## What to produce
Please copy every line from the records below that contains the string "lawn".
####
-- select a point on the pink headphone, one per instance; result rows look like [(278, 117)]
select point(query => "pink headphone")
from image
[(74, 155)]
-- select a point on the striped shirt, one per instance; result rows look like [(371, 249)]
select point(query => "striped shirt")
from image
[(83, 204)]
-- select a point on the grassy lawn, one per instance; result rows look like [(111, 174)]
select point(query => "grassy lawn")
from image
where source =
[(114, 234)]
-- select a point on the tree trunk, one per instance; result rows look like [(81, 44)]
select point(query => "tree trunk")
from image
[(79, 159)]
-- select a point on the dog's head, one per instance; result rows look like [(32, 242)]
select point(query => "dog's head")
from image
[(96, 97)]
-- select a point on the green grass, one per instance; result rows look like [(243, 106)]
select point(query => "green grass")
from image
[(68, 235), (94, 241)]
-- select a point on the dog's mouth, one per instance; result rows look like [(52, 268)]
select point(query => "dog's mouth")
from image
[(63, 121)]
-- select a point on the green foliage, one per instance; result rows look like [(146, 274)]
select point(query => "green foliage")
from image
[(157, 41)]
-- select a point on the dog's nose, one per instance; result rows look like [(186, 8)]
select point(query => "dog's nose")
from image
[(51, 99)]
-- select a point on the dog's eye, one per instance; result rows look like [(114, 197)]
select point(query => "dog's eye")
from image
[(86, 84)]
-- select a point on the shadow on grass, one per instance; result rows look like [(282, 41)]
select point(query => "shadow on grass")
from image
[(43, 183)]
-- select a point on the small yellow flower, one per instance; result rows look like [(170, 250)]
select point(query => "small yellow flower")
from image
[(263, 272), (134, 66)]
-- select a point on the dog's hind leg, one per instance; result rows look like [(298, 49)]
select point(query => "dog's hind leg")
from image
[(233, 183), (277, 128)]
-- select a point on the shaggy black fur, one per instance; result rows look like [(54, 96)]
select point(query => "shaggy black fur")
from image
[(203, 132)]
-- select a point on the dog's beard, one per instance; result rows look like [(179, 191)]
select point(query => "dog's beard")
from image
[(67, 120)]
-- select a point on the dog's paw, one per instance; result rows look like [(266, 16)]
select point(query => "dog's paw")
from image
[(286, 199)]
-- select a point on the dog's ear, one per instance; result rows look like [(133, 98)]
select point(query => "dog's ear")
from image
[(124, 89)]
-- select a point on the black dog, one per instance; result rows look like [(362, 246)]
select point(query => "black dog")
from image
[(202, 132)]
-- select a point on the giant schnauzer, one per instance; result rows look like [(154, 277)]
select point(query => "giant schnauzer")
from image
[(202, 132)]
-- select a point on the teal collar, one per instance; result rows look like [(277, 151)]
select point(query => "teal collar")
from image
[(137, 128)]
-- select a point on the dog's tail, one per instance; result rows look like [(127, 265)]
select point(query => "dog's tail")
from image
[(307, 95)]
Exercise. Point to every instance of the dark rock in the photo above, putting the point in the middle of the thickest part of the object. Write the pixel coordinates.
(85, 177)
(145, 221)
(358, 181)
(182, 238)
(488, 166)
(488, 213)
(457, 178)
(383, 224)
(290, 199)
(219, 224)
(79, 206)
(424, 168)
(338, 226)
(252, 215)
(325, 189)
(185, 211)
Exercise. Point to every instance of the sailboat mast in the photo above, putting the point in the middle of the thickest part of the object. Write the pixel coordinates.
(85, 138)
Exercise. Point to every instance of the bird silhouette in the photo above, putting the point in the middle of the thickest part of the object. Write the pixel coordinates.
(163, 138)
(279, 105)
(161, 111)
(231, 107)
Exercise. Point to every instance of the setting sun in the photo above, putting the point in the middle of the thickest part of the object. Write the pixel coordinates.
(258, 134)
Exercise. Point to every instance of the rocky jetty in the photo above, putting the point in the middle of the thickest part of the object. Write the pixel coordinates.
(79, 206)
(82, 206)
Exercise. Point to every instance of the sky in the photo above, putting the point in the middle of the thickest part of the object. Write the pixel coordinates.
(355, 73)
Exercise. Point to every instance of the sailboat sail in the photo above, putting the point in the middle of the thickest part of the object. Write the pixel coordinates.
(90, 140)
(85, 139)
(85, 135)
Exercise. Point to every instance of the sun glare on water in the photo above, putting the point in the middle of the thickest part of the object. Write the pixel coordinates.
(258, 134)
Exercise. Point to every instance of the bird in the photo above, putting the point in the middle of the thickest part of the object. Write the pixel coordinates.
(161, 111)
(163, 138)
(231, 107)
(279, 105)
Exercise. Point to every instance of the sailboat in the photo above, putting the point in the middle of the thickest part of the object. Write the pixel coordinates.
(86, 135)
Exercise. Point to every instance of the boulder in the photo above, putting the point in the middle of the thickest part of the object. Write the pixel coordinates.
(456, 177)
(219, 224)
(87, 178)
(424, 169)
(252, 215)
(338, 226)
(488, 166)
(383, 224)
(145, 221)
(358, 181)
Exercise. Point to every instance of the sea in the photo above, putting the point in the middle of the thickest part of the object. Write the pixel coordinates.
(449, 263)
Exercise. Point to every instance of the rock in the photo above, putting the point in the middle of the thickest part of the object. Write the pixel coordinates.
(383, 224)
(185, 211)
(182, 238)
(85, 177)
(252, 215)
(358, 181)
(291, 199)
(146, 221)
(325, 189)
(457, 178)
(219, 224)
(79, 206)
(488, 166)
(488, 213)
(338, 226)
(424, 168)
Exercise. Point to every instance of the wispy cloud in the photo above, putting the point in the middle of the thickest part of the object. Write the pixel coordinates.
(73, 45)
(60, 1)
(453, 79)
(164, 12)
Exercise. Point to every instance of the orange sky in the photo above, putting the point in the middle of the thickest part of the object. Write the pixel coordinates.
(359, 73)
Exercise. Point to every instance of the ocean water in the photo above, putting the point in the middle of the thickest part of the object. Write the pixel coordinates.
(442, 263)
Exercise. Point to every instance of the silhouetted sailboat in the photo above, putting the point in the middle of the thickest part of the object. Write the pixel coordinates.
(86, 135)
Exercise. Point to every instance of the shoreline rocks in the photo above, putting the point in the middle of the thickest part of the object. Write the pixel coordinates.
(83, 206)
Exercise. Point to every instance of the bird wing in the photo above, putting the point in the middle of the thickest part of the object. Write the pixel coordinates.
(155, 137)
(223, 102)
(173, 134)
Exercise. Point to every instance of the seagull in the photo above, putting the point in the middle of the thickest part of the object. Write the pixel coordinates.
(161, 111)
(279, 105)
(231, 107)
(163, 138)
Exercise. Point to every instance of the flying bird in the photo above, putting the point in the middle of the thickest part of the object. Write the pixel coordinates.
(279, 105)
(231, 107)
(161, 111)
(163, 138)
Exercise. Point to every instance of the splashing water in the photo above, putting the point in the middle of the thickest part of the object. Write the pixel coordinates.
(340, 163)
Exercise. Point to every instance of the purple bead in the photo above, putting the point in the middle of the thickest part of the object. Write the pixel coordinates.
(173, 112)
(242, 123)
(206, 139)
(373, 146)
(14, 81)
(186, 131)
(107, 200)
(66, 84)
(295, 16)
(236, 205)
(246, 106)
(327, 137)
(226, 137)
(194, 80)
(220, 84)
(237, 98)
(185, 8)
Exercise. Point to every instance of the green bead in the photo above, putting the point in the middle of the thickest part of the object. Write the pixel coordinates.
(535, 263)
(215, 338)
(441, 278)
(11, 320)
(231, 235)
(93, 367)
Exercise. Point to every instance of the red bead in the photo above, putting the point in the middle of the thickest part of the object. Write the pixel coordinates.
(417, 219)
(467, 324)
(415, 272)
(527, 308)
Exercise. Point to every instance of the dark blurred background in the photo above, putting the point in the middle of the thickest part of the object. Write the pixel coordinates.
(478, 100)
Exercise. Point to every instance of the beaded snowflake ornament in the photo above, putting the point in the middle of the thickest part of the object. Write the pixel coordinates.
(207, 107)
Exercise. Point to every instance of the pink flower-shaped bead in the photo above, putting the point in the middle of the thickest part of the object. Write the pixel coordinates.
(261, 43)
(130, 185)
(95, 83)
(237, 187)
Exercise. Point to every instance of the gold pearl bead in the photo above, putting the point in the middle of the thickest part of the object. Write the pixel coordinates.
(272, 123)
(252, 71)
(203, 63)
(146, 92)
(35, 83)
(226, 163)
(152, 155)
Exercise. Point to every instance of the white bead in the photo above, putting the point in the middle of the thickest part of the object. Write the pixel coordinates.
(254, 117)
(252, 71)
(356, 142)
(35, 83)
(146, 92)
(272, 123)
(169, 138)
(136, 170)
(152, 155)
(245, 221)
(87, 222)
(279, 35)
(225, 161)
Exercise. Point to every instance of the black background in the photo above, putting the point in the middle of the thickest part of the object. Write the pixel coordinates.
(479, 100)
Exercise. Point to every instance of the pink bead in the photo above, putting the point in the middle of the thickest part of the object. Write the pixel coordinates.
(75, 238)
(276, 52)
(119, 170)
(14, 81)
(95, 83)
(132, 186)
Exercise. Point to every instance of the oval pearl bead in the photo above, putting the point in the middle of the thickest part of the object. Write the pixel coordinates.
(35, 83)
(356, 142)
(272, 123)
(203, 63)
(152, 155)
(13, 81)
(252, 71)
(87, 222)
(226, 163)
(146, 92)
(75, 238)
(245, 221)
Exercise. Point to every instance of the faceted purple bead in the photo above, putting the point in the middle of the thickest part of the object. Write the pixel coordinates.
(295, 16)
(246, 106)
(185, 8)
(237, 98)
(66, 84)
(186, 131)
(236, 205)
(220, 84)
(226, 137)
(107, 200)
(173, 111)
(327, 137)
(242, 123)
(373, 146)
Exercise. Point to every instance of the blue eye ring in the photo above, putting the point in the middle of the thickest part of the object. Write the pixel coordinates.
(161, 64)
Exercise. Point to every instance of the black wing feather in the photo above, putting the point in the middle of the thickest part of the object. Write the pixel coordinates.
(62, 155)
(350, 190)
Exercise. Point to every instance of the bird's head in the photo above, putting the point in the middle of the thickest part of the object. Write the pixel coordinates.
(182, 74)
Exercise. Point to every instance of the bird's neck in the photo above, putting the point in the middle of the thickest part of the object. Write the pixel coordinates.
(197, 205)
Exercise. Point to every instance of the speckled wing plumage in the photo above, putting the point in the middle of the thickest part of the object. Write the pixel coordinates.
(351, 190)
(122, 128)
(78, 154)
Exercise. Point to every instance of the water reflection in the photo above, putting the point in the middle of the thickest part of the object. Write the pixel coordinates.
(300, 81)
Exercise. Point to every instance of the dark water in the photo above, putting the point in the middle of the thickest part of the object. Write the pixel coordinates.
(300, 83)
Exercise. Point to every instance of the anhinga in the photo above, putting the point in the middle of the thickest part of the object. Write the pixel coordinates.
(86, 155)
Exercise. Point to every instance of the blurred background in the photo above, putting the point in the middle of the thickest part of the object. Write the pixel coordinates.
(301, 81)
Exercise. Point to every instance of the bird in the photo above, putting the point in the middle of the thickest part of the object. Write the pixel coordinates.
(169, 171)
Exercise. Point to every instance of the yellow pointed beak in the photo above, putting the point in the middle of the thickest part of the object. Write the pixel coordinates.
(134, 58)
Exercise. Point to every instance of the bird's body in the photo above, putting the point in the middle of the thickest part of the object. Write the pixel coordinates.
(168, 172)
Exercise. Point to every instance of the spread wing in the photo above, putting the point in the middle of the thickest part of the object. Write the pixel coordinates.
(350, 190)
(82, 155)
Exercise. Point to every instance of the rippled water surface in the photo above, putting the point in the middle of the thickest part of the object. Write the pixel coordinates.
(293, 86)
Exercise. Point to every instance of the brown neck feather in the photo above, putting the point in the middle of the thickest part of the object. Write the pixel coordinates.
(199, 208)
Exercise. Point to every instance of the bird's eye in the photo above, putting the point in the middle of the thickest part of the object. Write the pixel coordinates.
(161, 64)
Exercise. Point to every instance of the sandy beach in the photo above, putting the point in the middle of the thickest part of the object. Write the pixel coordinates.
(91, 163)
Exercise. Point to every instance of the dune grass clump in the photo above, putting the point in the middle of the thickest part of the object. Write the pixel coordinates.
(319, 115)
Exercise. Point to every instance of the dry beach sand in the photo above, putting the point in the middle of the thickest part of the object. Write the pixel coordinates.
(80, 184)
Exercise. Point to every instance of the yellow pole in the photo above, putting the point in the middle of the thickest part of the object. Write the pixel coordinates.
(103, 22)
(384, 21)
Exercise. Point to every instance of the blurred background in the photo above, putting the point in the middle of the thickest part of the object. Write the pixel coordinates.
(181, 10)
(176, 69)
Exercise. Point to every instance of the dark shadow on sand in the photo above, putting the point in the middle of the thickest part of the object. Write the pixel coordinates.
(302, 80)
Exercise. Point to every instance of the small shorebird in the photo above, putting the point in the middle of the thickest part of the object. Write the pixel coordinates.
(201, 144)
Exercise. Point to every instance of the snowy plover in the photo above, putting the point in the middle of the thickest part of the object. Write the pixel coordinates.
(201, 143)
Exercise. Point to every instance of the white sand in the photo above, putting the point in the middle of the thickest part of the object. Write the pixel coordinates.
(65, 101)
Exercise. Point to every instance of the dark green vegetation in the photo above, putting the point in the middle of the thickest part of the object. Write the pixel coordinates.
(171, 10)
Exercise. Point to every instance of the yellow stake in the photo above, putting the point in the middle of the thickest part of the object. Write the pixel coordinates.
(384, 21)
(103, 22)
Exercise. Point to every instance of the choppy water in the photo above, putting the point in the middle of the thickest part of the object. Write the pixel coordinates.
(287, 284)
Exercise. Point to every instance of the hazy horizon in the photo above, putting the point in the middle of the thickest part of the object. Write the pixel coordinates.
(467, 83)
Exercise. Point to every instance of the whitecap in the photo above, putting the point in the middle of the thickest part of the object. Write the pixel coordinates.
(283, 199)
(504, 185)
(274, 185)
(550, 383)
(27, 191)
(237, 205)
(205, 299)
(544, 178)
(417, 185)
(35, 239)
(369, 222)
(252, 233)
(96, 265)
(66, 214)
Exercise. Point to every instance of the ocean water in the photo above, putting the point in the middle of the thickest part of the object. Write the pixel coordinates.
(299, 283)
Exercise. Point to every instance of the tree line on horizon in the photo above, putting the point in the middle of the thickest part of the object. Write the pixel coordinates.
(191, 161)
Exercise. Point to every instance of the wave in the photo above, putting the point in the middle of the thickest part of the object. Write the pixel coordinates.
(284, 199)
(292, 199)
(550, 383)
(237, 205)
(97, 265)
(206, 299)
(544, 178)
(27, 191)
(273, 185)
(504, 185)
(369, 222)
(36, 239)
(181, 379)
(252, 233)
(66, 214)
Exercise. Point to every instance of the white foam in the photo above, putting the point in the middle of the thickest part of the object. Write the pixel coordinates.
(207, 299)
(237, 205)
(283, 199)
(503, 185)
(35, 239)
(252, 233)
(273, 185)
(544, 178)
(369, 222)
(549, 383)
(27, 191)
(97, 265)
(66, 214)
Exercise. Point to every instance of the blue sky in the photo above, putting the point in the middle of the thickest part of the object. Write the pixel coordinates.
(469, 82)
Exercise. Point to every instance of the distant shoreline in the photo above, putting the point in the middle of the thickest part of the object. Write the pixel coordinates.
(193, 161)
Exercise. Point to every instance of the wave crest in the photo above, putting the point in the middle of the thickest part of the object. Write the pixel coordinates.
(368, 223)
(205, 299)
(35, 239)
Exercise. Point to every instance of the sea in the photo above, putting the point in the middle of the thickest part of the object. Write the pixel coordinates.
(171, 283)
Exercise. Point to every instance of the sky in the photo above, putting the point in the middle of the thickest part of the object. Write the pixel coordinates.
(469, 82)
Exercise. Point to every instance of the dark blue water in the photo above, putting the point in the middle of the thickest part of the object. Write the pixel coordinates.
####
## Answer space
-- select a point on the grassy lawn, one per instance; result rows look like [(111, 174)]
select point(query => "grassy lawn")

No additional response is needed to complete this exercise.